Saved entries
'''

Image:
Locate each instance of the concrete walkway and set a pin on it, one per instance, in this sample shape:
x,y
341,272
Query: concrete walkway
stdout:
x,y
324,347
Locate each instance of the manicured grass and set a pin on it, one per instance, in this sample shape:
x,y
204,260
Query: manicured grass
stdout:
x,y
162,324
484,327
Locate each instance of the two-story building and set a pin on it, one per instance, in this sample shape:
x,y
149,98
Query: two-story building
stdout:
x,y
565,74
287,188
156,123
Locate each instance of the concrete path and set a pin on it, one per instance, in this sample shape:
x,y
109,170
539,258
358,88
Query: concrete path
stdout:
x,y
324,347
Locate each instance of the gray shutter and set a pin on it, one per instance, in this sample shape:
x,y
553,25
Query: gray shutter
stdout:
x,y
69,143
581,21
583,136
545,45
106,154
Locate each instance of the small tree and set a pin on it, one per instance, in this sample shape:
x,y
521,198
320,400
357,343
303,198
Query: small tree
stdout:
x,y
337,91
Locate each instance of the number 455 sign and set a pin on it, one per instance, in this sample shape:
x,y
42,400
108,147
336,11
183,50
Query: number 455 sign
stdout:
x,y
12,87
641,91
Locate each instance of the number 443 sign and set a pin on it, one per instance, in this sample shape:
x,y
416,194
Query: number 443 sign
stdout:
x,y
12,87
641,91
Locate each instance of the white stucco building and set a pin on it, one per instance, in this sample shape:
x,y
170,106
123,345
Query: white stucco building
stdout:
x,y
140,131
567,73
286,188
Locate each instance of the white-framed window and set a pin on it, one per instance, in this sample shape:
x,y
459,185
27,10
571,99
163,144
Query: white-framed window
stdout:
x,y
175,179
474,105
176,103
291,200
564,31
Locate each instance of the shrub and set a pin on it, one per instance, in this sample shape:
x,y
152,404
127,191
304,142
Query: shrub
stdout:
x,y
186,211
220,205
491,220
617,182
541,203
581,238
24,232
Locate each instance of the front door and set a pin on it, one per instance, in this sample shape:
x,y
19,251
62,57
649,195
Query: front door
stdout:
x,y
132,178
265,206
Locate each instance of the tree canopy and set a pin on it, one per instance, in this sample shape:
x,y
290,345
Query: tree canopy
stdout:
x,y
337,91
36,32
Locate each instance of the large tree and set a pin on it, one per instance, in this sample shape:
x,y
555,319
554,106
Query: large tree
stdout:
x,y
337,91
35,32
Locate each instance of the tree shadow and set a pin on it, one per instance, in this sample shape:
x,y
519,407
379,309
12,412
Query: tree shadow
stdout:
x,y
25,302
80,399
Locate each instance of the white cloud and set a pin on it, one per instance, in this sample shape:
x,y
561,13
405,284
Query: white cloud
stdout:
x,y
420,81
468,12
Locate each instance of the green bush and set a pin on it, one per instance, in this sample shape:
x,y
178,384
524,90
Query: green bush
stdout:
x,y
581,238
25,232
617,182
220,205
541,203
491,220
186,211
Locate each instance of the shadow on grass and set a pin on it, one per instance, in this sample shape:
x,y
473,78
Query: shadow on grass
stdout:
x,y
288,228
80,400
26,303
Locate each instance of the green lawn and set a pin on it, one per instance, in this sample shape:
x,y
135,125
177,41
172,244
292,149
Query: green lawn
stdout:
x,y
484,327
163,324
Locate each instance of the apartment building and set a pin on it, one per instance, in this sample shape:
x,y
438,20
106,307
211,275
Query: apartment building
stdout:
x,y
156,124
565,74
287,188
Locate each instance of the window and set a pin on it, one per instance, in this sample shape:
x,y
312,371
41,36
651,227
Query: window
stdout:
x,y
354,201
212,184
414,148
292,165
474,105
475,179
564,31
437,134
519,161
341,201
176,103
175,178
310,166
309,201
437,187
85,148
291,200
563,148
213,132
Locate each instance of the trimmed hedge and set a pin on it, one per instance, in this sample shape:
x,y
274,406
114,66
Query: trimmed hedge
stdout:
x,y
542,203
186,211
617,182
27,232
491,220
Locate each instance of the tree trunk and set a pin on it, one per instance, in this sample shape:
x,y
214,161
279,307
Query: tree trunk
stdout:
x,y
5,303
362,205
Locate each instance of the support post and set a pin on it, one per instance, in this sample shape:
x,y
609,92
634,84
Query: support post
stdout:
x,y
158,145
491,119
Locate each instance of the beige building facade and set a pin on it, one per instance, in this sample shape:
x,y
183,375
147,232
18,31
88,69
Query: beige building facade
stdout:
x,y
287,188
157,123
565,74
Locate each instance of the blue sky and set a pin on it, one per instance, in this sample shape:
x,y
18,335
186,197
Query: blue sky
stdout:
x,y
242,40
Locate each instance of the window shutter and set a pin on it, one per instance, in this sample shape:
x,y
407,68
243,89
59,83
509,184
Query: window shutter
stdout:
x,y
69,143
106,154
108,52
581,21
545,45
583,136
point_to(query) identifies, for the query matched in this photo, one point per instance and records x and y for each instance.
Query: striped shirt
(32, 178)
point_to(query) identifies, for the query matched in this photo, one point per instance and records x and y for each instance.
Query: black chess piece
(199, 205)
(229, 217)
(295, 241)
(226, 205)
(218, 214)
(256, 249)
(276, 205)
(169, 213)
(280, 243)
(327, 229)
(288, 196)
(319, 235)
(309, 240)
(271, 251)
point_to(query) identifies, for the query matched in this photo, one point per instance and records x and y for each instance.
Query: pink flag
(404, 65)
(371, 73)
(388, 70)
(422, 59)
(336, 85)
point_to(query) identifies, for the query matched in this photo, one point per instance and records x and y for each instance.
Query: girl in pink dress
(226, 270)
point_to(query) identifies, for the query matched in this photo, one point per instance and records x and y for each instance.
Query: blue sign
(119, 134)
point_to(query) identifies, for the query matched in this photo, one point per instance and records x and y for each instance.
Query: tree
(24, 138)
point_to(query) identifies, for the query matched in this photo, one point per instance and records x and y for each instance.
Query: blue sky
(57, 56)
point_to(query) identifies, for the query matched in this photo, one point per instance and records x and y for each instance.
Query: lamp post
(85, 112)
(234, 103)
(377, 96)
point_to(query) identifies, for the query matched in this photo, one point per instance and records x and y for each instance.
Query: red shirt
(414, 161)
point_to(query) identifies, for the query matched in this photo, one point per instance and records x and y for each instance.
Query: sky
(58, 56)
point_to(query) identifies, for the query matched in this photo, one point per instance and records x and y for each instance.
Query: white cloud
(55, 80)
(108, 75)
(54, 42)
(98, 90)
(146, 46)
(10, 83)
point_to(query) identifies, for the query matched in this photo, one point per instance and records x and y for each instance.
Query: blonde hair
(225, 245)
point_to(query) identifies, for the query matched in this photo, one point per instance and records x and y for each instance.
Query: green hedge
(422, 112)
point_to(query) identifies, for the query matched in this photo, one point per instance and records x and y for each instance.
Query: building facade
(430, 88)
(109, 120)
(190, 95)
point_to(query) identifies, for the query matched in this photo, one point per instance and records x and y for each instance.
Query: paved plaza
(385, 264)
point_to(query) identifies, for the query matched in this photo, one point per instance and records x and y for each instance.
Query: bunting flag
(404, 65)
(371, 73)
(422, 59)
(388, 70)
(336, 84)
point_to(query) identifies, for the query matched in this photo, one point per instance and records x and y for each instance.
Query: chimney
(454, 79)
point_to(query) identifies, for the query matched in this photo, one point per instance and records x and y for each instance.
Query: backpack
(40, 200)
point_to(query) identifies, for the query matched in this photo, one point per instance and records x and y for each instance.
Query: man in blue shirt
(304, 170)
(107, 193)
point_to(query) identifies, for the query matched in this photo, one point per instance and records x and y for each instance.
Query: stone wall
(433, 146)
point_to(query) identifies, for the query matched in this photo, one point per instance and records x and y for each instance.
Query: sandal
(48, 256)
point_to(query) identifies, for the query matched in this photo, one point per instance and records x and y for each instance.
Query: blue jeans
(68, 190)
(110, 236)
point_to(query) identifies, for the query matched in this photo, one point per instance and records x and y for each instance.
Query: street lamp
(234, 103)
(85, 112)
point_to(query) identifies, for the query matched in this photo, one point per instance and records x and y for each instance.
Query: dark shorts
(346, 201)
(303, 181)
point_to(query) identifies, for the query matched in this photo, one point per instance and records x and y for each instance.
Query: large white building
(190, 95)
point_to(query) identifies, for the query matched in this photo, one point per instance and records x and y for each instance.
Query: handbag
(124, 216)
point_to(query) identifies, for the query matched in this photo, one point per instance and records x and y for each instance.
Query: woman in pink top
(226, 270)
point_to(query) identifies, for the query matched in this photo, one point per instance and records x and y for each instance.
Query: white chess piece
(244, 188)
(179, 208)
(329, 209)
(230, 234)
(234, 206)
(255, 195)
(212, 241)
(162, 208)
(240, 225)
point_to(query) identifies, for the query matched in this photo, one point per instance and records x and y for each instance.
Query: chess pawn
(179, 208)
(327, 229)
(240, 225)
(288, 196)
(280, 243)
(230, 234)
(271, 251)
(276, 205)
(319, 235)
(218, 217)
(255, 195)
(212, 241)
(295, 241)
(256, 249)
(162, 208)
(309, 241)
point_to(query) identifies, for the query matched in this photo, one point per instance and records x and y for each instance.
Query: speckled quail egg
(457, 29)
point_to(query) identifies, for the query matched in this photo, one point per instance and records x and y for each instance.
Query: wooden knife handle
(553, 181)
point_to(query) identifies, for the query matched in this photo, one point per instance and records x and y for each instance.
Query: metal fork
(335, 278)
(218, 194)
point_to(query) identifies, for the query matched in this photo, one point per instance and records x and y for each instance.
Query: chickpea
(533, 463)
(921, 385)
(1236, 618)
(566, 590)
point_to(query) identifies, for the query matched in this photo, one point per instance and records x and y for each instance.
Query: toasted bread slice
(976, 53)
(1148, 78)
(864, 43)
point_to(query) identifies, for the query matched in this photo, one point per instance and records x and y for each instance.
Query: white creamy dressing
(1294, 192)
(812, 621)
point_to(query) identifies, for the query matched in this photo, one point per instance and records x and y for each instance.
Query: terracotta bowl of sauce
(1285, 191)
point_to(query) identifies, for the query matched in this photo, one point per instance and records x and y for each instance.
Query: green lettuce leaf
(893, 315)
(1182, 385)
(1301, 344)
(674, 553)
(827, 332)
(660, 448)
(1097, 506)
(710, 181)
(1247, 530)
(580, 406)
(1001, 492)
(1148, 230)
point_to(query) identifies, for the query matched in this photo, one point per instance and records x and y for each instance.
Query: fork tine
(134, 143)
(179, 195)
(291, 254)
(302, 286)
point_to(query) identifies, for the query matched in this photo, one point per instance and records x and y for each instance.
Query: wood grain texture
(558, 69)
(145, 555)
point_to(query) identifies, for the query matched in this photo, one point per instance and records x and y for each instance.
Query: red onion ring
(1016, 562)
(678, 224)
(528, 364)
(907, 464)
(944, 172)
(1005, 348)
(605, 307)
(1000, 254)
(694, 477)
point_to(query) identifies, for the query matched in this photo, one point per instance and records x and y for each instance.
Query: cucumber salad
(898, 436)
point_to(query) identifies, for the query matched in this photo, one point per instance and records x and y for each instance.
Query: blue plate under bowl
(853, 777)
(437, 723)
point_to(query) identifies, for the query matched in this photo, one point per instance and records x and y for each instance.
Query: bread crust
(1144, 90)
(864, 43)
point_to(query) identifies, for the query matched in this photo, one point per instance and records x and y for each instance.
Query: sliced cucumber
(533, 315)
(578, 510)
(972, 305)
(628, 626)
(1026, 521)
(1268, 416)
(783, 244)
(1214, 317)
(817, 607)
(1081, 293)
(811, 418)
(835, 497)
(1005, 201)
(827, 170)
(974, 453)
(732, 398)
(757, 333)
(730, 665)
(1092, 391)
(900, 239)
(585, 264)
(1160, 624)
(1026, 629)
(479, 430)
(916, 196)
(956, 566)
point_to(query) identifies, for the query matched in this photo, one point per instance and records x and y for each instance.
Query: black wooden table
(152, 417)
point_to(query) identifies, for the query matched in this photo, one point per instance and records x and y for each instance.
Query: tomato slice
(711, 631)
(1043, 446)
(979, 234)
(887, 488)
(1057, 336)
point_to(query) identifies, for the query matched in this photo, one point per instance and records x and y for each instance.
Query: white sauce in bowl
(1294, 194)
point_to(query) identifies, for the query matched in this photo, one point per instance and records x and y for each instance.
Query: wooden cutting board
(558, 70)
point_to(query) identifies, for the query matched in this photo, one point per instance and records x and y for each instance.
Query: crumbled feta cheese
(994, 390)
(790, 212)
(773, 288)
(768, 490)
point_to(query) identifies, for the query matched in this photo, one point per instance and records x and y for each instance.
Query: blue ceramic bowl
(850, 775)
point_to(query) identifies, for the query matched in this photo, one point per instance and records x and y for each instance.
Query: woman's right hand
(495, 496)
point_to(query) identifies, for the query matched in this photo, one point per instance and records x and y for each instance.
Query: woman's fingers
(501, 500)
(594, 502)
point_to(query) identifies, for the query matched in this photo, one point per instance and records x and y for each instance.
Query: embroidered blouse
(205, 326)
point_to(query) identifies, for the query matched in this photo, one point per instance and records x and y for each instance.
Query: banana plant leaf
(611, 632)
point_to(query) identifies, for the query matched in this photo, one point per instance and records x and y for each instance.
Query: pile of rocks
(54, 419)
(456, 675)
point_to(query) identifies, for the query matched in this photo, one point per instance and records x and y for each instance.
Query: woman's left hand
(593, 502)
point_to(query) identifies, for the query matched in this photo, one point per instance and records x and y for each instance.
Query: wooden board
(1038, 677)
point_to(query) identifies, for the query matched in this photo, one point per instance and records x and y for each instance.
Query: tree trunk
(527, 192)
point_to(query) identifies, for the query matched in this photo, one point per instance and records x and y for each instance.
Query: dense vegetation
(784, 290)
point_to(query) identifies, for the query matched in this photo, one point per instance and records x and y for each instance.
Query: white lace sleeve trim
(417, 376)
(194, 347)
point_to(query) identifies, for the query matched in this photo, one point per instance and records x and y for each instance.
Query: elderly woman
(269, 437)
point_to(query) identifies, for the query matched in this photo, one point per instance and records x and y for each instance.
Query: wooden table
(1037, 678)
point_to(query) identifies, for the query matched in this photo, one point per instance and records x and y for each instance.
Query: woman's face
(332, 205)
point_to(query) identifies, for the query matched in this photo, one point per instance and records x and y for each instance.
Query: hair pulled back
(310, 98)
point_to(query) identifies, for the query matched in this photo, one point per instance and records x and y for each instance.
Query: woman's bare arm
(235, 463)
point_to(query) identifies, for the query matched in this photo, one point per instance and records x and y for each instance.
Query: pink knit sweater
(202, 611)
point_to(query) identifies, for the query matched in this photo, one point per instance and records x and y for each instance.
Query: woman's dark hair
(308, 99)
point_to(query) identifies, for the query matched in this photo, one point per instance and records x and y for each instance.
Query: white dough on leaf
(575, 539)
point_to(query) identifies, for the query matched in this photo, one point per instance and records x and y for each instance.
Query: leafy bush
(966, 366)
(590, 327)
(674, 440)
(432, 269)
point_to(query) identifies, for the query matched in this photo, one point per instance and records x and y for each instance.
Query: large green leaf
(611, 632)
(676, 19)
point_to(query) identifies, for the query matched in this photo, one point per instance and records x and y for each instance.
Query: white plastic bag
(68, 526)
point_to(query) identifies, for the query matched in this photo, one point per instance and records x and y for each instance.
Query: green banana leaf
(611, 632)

'''

-- Task objective --
Each line holding the string "stucco" counts once. Work out the number of such lines in the data and give only that.

-- Output below --
2